Task prompt: Reproduce the listing below word for word, omitting the pictures from your reply.

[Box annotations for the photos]
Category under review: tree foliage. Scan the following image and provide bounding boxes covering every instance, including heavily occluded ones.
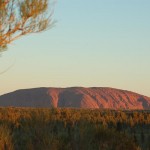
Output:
[0,0,53,51]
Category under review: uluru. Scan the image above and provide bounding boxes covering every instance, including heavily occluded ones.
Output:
[0,87,150,110]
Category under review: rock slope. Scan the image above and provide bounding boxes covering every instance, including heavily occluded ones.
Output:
[0,87,150,109]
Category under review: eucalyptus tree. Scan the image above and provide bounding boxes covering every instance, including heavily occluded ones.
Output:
[0,0,53,51]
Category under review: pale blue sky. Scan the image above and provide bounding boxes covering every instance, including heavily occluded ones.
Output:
[0,0,150,96]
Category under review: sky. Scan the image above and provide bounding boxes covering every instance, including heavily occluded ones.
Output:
[0,0,150,97]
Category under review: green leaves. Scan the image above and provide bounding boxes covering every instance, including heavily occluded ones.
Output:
[0,0,53,52]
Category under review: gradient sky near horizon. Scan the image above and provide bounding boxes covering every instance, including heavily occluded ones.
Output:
[0,0,150,97]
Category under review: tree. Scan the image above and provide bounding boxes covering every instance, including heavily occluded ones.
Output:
[0,0,53,52]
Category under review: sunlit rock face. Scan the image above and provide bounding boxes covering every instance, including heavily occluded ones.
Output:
[0,87,150,109]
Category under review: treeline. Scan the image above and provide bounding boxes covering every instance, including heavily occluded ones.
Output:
[0,108,150,150]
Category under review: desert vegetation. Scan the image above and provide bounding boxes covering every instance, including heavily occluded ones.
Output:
[0,108,150,150]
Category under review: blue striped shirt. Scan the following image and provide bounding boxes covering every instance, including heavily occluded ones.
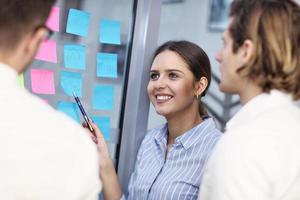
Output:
[122,118,221,200]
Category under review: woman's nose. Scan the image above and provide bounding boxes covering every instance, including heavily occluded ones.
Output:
[155,77,167,89]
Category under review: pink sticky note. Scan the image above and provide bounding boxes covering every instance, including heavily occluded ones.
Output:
[30,69,55,94]
[46,6,59,32]
[35,40,57,63]
[42,99,48,104]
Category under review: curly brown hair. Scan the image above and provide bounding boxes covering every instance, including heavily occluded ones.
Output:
[228,0,300,100]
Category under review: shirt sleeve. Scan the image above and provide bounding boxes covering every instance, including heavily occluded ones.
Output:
[125,134,150,200]
[199,130,277,200]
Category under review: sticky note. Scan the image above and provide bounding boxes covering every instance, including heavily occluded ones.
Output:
[18,73,24,87]
[35,40,57,63]
[93,85,114,110]
[64,45,86,69]
[46,6,59,32]
[97,53,118,78]
[56,101,79,123]
[92,116,110,141]
[99,19,121,44]
[30,69,55,94]
[60,71,82,97]
[66,8,90,37]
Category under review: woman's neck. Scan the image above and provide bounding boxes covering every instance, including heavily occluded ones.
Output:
[167,109,203,146]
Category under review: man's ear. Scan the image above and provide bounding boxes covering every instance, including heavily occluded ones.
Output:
[238,39,254,66]
[195,76,208,96]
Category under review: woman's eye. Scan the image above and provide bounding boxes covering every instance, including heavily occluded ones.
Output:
[150,73,159,80]
[169,73,178,79]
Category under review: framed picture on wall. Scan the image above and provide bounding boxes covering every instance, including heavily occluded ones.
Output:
[208,0,232,31]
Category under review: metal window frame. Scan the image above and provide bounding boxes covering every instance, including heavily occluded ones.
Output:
[117,0,162,194]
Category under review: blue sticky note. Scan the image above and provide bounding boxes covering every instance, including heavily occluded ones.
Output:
[60,71,82,97]
[99,19,121,44]
[66,8,90,37]
[56,101,79,123]
[92,116,110,141]
[93,85,114,110]
[97,53,118,78]
[64,45,86,70]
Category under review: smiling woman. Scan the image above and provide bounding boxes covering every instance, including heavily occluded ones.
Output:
[89,41,221,200]
[123,41,221,200]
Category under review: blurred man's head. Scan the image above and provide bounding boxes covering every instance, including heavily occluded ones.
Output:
[0,0,55,72]
[216,0,300,99]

Task response:
Category under review: tree foliage. Scan the following image and provide bounding boxes covering every instance, including heavily occluded ones.
Output:
[0,0,53,51]
Category under review: uluru. Scan the image above and provide bounding boxes covering every instance, including heavily occluded ones.
Output:
[0,87,150,110]
Category under review: rock slope. Scan the image above and provide bounding boxes covering every instance, including heavily occluded ones.
Output:
[0,87,150,109]
Category under review: eucalyptus tree. Scan the image above and provide bounding boxes covering every instance, including heavily occluded ones.
Output:
[0,0,53,51]
Category under review: pale blue sky. Scan the image above and provide bounding boxes covering every instance, including heavily occluded ones.
Output:
[0,0,150,96]
Category under review: sky. Scan the image above and provide bounding boxes covering every instance, including heavily occluded ones.
Output:
[0,0,150,97]
Category under review: green leaves. Scan the image above and provide bounding boxes covering every instance, including heavily occluded ones.
Output:
[0,0,53,52]
Category under review: gradient sky near horizon. Scan the image above and provide bounding boxes covering every instance, including heavily occluded ones.
Output:
[0,0,150,97]
Category under review: tree. Scan the image above and provide bounding boxes covering every instance, including heavily occluded ones.
Output:
[0,0,53,52]
Category under review: sunlit rock face. Scan the image above and provide bounding boxes covering every instance, including heavily occluded ones.
Output:
[0,87,150,109]
Category under review: treeline. Scan the image above and provide bounding boxes covering every instance, including heavily occluded ones.
Output:
[0,108,150,150]
Category under review: desert vegetation. Scan the image above and provide bounding boxes covering every instance, including heavily occluded ones.
Output:
[0,108,150,150]
Category under review: blue striped shirt. Scan the following image and provide bounding boxes covering every instance, including heavily occluded ones.
Output:
[122,118,221,200]
Category under review: woman's nose. Scan the image above and provide bounding boxes covering every instance, including heavily occluded ones.
Output:
[155,77,167,89]
Category under review: pink sticky note. Scan the image above and provide bounding boxes covering every instance, including heavily occluded ones.
Output:
[30,69,55,94]
[46,6,59,32]
[35,40,57,63]
[42,99,48,104]
Category under review: curly brown hair. Scan the image above and provide bounding boxes covering every instance, including heavily occluded ones.
Output:
[228,0,300,100]
Category under review: shirt sleeve. Scan the image above and provide bounding boxes covering every instance, including heavily occluded ones.
Output:
[125,134,150,200]
[199,130,277,200]
Category under review: sticky note. Scan the image above and provide bounding boxes covering every instance, including heavily occluded ones.
Output:
[18,73,24,87]
[35,40,57,63]
[93,85,114,110]
[64,45,86,69]
[46,6,59,32]
[97,53,118,78]
[56,101,79,123]
[92,116,110,141]
[99,19,121,44]
[30,69,55,94]
[60,71,82,97]
[66,8,90,37]
Category under review: woman's neck. Scan the image above and provide bounding boxes covering every instance, including heavily occluded ones.
Output:
[167,109,203,146]
Category under review: man's ear. Scan the image above and provide bounding boxes covering every instance, including heavily occluded ones.
Output:
[238,39,254,66]
[195,76,208,96]
Category under review: woman's eye. Scan the image above and provide bounding boxes covering every instance, including heavily occluded ones.
Output:
[150,73,159,80]
[169,73,178,79]
Category under review: framed picture on wall. Scan the image above and provide bounding boxes covering every instance, including heavily occluded ones.
Output:
[208,0,232,31]
Category under review: metal window frame. Scan the image above and provide bounding boxes covering every instance, including heavily occluded ones.
Output:
[117,0,162,194]
Category under review: blue sticky note. Scan the image above and provide bounding boxes covering every instance, including heavily occluded ones.
Output:
[60,71,82,97]
[99,19,121,44]
[66,8,90,37]
[56,101,79,123]
[92,116,110,141]
[93,85,114,110]
[97,53,118,78]
[64,45,86,70]
Category under review: smiling woman. Scan the image above and provide bounding boxes covering every instance, including heavily occluded ones.
Output:
[89,41,221,200]
[123,41,221,200]
Category under review: blurred man's head. Scan the image above and provide bounding boxes covering every instance, including heavily occluded ones.
Output:
[0,0,55,72]
[216,0,300,99]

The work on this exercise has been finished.